- **Requirements**
Repeat each of the rows below word for word.

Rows
+++++

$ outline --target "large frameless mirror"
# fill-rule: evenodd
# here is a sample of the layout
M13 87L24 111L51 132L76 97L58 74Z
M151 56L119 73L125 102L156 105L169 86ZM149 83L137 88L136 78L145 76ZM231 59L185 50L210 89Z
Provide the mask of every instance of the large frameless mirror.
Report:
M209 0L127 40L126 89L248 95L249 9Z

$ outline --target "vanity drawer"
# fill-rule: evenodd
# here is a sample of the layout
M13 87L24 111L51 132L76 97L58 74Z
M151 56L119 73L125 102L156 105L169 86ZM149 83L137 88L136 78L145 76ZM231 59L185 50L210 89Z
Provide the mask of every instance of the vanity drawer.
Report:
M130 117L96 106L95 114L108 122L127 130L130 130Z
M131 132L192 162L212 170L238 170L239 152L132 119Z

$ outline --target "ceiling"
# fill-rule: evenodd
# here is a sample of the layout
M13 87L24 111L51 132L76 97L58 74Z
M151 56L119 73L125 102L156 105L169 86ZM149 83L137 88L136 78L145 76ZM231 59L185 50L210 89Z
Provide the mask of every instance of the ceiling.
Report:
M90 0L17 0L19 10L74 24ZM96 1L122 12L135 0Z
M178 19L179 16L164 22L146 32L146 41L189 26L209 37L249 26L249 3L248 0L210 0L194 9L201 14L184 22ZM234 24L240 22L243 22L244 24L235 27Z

+++++

- **Exercise response**
$ outline --target "large frameless mirror"
# fill-rule: evenodd
# here is a sample of the layout
M13 87L24 111L51 132L76 97L58 74Z
M151 56L119 73L125 102L156 105L169 86ZM149 83L137 88L136 78L145 76ZM231 59L185 50L210 89Z
Provide the mask of every instance of the large frameless mirror.
Report:
M209 0L127 40L126 89L248 95L249 9Z

$ outline --target "vanity drawer"
# fill-rule: evenodd
# here is a sample of the layout
M13 87L24 111L51 132L76 97L58 74Z
M151 56L119 73L125 102L156 105L169 86ZM149 83L137 88L136 78L145 76ZM231 59L185 50L210 89Z
Provide the mask of every instance of the vanity drawer.
Report:
M130 117L96 106L95 114L108 122L127 130L130 130Z
M131 132L192 162L212 170L238 170L239 152L132 119Z

$ outline --target "ceiling"
# fill-rule: evenodd
# here is a sample of the layout
M13 87L24 111L51 132L76 97L58 74Z
M151 56L119 73L125 102L156 105L169 86ZM149 83L137 88L136 78L145 76ZM231 59L185 50L210 89Z
Provide the mask of every instance of the ceiling.
Report:
M90 0L17 0L19 10L74 24ZM96 1L122 12L135 0Z
M178 19L179 16L164 22L146 32L146 41L189 26L209 37L249 26L249 3L248 0L210 0L194 9L201 14L184 22ZM234 24L240 22L243 22L244 24L235 27Z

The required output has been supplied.